» **WHAT TO WORK ON**:
Copy all the material below, exactly as it stands.

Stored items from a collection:
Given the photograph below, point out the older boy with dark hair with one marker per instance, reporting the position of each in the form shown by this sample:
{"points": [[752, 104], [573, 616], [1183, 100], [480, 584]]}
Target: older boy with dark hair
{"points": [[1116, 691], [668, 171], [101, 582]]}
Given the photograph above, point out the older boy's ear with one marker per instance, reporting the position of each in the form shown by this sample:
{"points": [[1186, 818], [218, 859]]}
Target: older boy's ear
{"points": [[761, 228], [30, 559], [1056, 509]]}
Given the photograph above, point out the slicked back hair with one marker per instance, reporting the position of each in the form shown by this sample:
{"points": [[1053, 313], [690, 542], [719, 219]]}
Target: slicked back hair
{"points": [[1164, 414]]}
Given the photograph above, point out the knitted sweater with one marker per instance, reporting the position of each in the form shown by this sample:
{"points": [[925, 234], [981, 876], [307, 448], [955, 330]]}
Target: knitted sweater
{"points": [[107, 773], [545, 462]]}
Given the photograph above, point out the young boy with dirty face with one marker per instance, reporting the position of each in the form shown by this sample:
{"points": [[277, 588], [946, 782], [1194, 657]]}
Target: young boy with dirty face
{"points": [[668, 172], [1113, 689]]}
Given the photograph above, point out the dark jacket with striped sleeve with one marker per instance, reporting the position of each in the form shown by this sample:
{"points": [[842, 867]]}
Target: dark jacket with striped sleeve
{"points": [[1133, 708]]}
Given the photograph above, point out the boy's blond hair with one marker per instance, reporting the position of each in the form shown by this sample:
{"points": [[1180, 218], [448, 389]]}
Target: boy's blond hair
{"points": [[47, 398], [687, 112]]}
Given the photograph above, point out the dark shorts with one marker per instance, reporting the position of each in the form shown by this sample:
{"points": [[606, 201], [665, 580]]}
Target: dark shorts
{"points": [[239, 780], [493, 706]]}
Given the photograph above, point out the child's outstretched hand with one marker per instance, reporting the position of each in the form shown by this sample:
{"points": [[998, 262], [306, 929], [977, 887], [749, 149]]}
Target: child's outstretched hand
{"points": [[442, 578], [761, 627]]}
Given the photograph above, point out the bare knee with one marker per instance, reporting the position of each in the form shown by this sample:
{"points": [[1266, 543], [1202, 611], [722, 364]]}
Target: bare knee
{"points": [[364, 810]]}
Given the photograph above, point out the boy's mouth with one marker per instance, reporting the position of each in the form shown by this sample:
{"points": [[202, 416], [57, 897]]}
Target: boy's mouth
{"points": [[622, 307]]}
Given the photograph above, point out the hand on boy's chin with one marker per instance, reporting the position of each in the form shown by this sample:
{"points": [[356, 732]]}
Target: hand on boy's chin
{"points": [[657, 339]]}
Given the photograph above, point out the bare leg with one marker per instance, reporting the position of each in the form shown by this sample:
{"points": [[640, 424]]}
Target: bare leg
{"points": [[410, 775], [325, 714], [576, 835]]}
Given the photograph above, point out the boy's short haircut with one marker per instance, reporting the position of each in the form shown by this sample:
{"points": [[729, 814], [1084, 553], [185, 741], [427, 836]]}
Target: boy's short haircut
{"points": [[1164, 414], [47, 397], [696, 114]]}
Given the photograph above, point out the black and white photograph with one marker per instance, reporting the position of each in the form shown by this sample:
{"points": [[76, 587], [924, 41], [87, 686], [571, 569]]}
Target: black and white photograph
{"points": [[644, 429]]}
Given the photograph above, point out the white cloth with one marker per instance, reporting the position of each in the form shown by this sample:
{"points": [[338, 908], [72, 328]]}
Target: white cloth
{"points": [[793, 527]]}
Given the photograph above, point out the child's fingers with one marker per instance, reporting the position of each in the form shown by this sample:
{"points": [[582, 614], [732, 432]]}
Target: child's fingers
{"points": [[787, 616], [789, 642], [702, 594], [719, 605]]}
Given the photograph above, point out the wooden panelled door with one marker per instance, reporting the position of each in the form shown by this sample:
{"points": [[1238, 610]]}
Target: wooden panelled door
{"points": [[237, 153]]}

» **TASK SOLUTION**:
Given the photograph below, point out the older boy with dark hair with one marker per instance, reporting the position of each in the form shown by this sample:
{"points": [[752, 104], [573, 616], [1183, 100], [480, 584]]}
Target: older boy with dark hair
{"points": [[1116, 691], [668, 171], [101, 582]]}
Given the photograph above, point out the older boy's ear with one marker per instance, reporting the position of each in the form shown by this sample:
{"points": [[1186, 818], [218, 859]]}
Target: older boy's ear
{"points": [[761, 228], [30, 559], [1056, 509]]}
Given the photograph above, point out the slicked back hair with one marker per instance, reporting the position of each in the form shown by this sample:
{"points": [[1053, 313], [690, 542], [719, 219]]}
Target: slicked back hair
{"points": [[1164, 414]]}
Given the photograph above, point out the knitted sweater with one marker per instance, reporting the position of each in the form shown by this sample:
{"points": [[925, 234], [981, 876], [307, 448], [955, 330]]}
Target: knitted sweater
{"points": [[107, 773], [545, 462]]}
Given the photograph above, point out the young boy with dirty face with one marker per instance, reporting the position of each in the form shown by this sample:
{"points": [[277, 588], [946, 782], [1194, 657]]}
Target: young boy with dirty face
{"points": [[668, 172], [1113, 689]]}
Given the photograph above, point out the dark jacket with striped sleeve with one marker per instance, reporting the position of each in the form shown by this sample:
{"points": [[842, 867]]}
Target: dark jacket with striped sleeve
{"points": [[1133, 708]]}
Given the photograph above, point out the boy's blond hair with one marker per instance, reporting the position of each in the form shown by this sample:
{"points": [[1180, 218], [448, 389]]}
Target: boy's blond hair
{"points": [[47, 398], [687, 112]]}
Given the photograph above, point out the dark shorts with one marker per instance, reporting the position of each in the form shown by this sample:
{"points": [[606, 201], [665, 580]]}
Target: dark shorts
{"points": [[239, 780], [493, 706]]}
Given the photograph above, point out the child's outstretched hand with one marker per instance, reporting the position of each in the form shown by this sample:
{"points": [[998, 262], [306, 929], [977, 887], [749, 149]]}
Target: child's outstretched hand
{"points": [[442, 578], [761, 627]]}
Given the photograph above, point out the bare knee with one marker per instance, reporting the position of each in the form shown by this sample:
{"points": [[1266, 543], [1202, 611], [722, 364]]}
Target: bare knee
{"points": [[364, 810]]}
Given the photograph above, point out the boy's mouth with one marker per instance, reporting the position of each in the form shown by this sample:
{"points": [[202, 416], [57, 897]]}
Target: boy's mouth
{"points": [[622, 307]]}
Given the photograph above, point out the hand on boy's chin with one marker per instance, reporting the position of each in the form shown by this sample:
{"points": [[356, 732]]}
Target: hand on boy's chin
{"points": [[657, 339]]}
Given the photograph above, point out the bare leg with one marker per instance, reporting the position of each in the form shown by this sample:
{"points": [[640, 424]]}
Target: bare leg
{"points": [[410, 775], [325, 714], [576, 835]]}
Given the photograph above, point out the boy's short haircut with one marker per instance, reporting the position of each in the form shown by this sample:
{"points": [[729, 814], [1084, 553], [185, 741], [427, 836]]}
Target: boy's short haircut
{"points": [[1164, 414], [47, 397], [696, 114]]}
Given the photograph above, point out the black and white photograph with one marker per instance, reporting the position of each in the form shown by this sample:
{"points": [[76, 587], [924, 41], [87, 686], [571, 569]]}
Target: black and white photograph
{"points": [[644, 429]]}
Given the photograph above, point out the white cloth with one marker per instance, reporting the position of each in the form shown by this sample:
{"points": [[338, 908], [72, 328]]}
Target: white cloth
{"points": [[793, 527]]}
Given the photograph above, point out the child's fingers with one marker per instance, reporting the position of each in the form shown by this sample:
{"points": [[582, 614], [732, 432]]}
Target: child's fingers
{"points": [[787, 616], [789, 642], [702, 594], [719, 605]]}
Given the photograph above, point out the wooden panelled door with one marker per instance, reporting the position of each in the form shown by this sample:
{"points": [[1238, 610]]}
Target: wooden panelled door
{"points": [[237, 153]]}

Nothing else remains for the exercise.